▸ **YOUR ASSIGNMENT**: For each entry below, copy the text exactly and leave out any picture.

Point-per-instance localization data
_ _ _

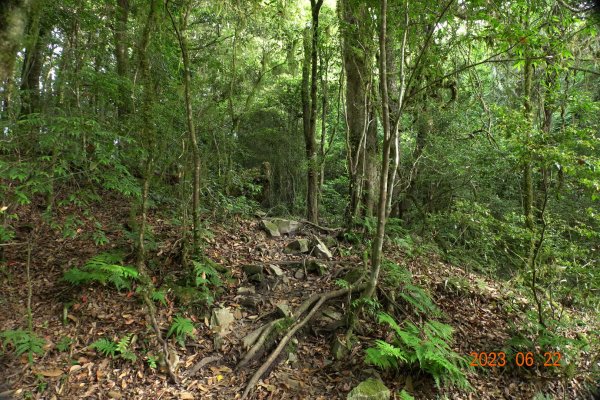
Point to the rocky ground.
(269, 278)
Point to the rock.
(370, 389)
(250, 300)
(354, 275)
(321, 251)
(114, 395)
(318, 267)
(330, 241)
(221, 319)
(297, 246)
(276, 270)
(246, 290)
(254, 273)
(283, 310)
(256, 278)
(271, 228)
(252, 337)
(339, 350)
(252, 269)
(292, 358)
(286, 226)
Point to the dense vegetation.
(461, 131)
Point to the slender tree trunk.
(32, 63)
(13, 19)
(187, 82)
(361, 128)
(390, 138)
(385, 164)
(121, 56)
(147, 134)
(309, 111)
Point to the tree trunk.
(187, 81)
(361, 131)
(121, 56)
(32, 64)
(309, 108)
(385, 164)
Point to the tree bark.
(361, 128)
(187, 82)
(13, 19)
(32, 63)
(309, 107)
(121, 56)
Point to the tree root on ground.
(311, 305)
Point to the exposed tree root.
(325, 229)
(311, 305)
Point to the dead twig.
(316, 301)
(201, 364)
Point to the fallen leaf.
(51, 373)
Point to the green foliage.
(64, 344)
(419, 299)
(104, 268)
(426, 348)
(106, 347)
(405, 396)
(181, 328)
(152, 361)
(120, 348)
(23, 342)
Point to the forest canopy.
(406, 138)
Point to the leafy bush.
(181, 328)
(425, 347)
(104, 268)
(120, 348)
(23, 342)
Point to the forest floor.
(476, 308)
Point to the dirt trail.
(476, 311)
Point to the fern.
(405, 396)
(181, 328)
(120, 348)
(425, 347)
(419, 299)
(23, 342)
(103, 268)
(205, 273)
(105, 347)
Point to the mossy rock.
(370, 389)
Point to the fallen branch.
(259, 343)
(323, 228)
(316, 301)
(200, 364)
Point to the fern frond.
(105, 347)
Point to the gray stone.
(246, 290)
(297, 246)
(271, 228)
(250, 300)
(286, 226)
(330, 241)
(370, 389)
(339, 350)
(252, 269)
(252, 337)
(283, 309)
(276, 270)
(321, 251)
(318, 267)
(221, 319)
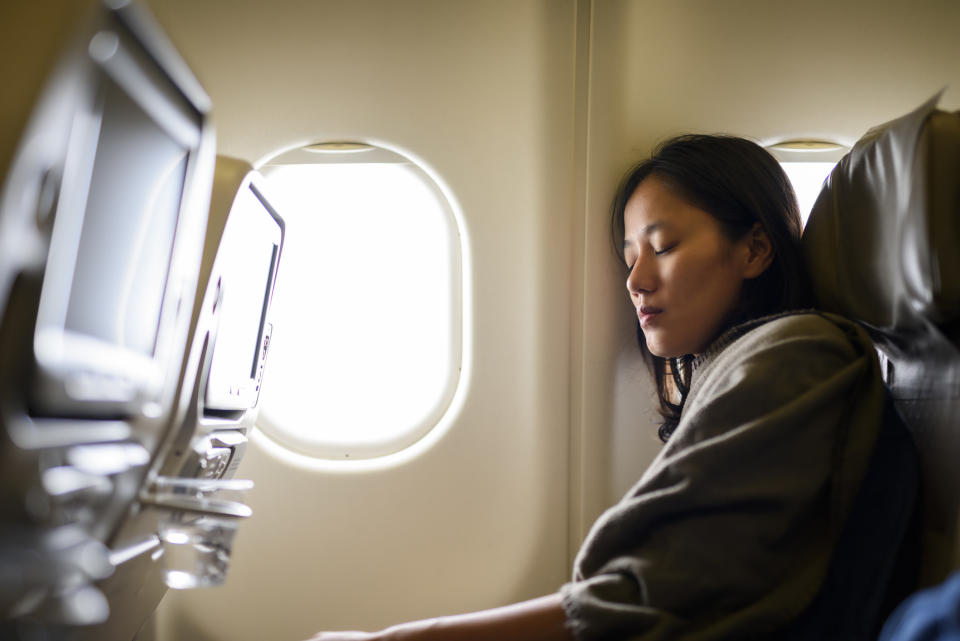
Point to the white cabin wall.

_ _ _

▸ **TASK RESPONSE**:
Point to the rocky ground.
(269, 278)
Point to the rock.
(370, 389)
(250, 300)
(354, 275)
(321, 251)
(114, 395)
(318, 267)
(330, 241)
(221, 319)
(297, 246)
(276, 270)
(246, 290)
(254, 273)
(283, 310)
(256, 278)
(271, 228)
(252, 337)
(339, 350)
(252, 269)
(292, 358)
(286, 226)
Point to the dense vegetation.
(461, 131)
Point to the slender tree trunk.
(32, 63)
(13, 19)
(187, 82)
(361, 128)
(390, 138)
(385, 164)
(121, 56)
(147, 134)
(309, 111)
Point to the tree trunk.
(187, 81)
(361, 131)
(121, 56)
(32, 64)
(309, 108)
(385, 164)
Point to the tree bark.
(361, 128)
(187, 82)
(13, 19)
(32, 63)
(309, 107)
(121, 56)
Point to the tree root on ground.
(311, 305)
Point to the exposed tree root.
(325, 229)
(311, 305)
Point to the dead twig.
(316, 301)
(201, 364)
Point to the fallen leaf.
(51, 373)
Point to the green foliage.
(64, 344)
(419, 299)
(104, 268)
(426, 348)
(106, 347)
(405, 396)
(181, 328)
(152, 361)
(120, 348)
(23, 342)
Point to the forest canopy.
(406, 138)
Point to the leafy bush.
(181, 328)
(425, 347)
(104, 268)
(120, 348)
(23, 342)
Point to the forest floor.
(476, 308)
Point to the dirt trail.
(476, 311)
Point to the fern.
(405, 396)
(181, 328)
(120, 348)
(425, 347)
(419, 299)
(23, 342)
(103, 268)
(205, 273)
(105, 347)
Point to the mossy rock.
(370, 389)
Point to the fallen branch.
(259, 343)
(323, 228)
(316, 301)
(200, 364)
Point to the fern frond.
(105, 347)
Point to the gray stone.
(246, 290)
(297, 246)
(271, 228)
(250, 300)
(286, 226)
(330, 241)
(370, 389)
(339, 350)
(252, 269)
(252, 337)
(283, 309)
(276, 270)
(321, 251)
(318, 267)
(221, 319)
Point to the white cabin wall.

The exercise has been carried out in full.